### DATA UNDER STUDY

----

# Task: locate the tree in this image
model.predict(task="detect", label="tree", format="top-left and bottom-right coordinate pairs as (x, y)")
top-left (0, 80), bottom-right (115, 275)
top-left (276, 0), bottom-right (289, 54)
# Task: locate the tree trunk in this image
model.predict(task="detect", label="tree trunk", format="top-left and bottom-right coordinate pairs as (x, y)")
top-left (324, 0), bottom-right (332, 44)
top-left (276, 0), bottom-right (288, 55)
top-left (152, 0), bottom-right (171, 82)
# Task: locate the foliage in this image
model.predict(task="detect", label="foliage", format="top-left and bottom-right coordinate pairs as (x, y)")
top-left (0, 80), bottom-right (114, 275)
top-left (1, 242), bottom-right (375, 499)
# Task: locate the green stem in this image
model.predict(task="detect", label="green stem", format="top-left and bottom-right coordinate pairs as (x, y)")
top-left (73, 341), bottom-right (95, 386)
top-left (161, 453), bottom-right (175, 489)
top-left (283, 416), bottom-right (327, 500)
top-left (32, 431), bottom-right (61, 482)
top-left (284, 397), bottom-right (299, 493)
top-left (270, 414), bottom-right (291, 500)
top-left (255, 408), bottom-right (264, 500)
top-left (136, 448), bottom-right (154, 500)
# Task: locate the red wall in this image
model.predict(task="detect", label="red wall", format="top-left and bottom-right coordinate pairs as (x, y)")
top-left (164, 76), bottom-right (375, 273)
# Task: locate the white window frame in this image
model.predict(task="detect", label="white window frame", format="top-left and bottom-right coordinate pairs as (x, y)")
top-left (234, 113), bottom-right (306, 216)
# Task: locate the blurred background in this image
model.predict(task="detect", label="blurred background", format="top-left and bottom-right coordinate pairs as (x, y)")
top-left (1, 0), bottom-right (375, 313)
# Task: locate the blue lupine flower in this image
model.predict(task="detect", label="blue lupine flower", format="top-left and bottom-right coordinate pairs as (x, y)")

----

### WORK ORDER
Wherever the string "image" turns up in the material, copy the whole line.

### OUTPUT
# Task: locate the tree in this image
# Task: locate the tree trunk in this image
# Task: locate the foliage in this image
# Task: locate the green stem in this image
# Task: locate the red wall in this image
# Task: locate the white window frame in this image
# Task: locate the blurred background in this image
# Task: locate the blue lupine flower in this image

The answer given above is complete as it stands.